- [CONSIGNE]:
Dans le texte ci-dessous, relevez les trois termes par lesquels l'article premier de la proposition du sénateur qualifie la manière dont les cendres issues de la crémation doivent être considérées.

- [EXTRAIT DU DOCUMENT]:
# # # # #

Quand nos élus travaillent, ils légifèrent. Généralement, sur des sujets d’actualité, avec force débats tumultueux à l’Assemblée. Ils sont payés pour, cela tombe bien. Quand ils s’ennuient, ne sachant pas quoi faire, ils légifèrent aussi. Sur des sujets qui leur passent par la tête. C’est plus gênant, car ils n’ont pas été élus sur ces propositions. Et ce qui est encore plus agaçant, c’est que légiférer pour le plaisir, c’est pondre des lois, donc des contraintes, donc diminuer d’une façon ou d’une autre nos libertés.
Cette fois-ci, c’est le sénateur Sueur, du Loiret, qui devait vraiment s’emmerder ferme pour, au sortir de sa léthargie, pondre un texte hallucinant. Sans doute notre élu effervescent a-t-il été choqué par les aventures des cendres dans The Big Lebowski, toujours est-il que son projet de loi porte sur la crémation. D’après notre besogneux représentant, il est nécessaire de légiférer. Quelques extraits sont nécessaires tant l’ubuesque de la situation est grand.
Il n’existe à ce jour aucune loi dans notre pays relative au statut des cendres des personnes dont le corps a donné lieu à une crémation. La France est, à cet égard, une exception en Europe, tous les autres pays européens ayant adopté des législations à ce sujet.
En somme, si d’autres états font des choses sans intérêt, pourquoi nous en passer ? S’ils ont les moyens de payer des sénateurs pour passer du temps sur des questions essentielles (au lieu de baguenauder dans les méandres des assemblées pour papoter de, je ne sais pas, mettons, le chômage, la sécurité sociale,…), après tout, faisons-en autant !
Pourquoi légiférer ? A celà, trois raisons, nous propose le sénateur :
Aujourd’hui, la chronique est abondante des avatars que connaissent – dans une minorité de cas, c’est vrai – les urnes contenant les cendres issues de la crémation. On en trouve dans des décharges municipales. On en découvre aux «objets trouvés». Certaines sont oubliées, lors des déménagements, dans les caves ou les greniers… Cette liste, qu’on pourrait allonger, témoigne à l’évidence de manque de respect. C’est pourquoi l’article premier de notre proposition stipule que les cendres issues de la crémation doivent être considérées avec «décence, dignité et respect». Ce seul article serait-il adopté qu’une part importante du vide législatif dans lequel nous sommes aurait été comblée.

# # # # #

- [DONNÉES RECUEILLIES]:

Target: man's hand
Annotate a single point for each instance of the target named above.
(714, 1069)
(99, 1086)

# # # # #

- [RÉPONSE ATTENDUE]:
décence, dignité, respect